• [MATERIAL FOR THE TASK]
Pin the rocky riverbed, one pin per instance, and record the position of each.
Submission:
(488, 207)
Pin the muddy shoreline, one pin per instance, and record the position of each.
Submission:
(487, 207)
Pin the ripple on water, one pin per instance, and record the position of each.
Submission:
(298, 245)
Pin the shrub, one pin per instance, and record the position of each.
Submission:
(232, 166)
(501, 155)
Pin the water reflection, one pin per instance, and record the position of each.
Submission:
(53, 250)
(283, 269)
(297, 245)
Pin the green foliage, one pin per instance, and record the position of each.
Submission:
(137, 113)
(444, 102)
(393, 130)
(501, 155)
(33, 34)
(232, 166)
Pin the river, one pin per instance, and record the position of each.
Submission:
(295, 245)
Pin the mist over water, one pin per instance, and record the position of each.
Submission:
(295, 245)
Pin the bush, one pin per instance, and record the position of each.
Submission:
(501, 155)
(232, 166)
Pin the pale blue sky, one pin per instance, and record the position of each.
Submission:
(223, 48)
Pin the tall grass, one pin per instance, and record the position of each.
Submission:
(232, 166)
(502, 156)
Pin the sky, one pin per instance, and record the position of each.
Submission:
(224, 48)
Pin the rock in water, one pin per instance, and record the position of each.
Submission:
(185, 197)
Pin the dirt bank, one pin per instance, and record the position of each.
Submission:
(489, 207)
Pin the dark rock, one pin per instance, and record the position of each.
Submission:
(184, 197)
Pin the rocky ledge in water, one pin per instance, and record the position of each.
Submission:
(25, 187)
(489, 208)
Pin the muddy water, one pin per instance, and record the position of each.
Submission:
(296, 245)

• [EXERCISE]
Transcribe each of the records verbatim.

• [RESPONSE AREA]
Pin the rocky riverbed, one pin per instance, and record the position of each.
Submission:
(488, 207)
Pin the muddy shoreline, one pin per instance, and record the position of each.
Submission:
(487, 207)
Pin the ripple on water, one pin per instance, and record the position of each.
Submission:
(298, 245)
Pin the shrub, one pin per instance, and record the position of each.
Submission:
(232, 166)
(501, 155)
Pin the water reflection, one pin per instance, and record the position of each.
Submission:
(53, 250)
(283, 269)
(297, 245)
Pin the green foliage, one pin per instance, and record the position of each.
Submission:
(137, 113)
(444, 102)
(393, 130)
(501, 155)
(33, 34)
(232, 166)
Pin the river, one pin per instance, and record the position of each.
Submission:
(295, 245)
Pin the mist over water, one pin per instance, and record the position of each.
Submission:
(295, 245)
Pin the bush, one pin per instance, and record the position of each.
Submission:
(501, 155)
(232, 166)
Pin the pale blue sky, one pin per instance, and record the position of each.
Submission:
(223, 48)
Pin the tall grass, one pin per instance, and record the position of each.
Submission:
(232, 166)
(502, 156)
Pin the sky, one pin per instance, and record the position of each.
Submission:
(224, 48)
Pin the rock in water, one pin per instance, and record the position of each.
Submission:
(185, 197)
Pin the dirt bank, one pin per instance, and record the position of each.
Submission:
(489, 207)
Pin the dark rock, one pin per instance, and record the position of each.
Submission:
(184, 197)
Pin the rocky ledge in water, one pin per instance, and record the position of each.
Submission:
(25, 187)
(489, 208)
Pin the muddy water, one pin per instance, and record the position of each.
Submission:
(296, 245)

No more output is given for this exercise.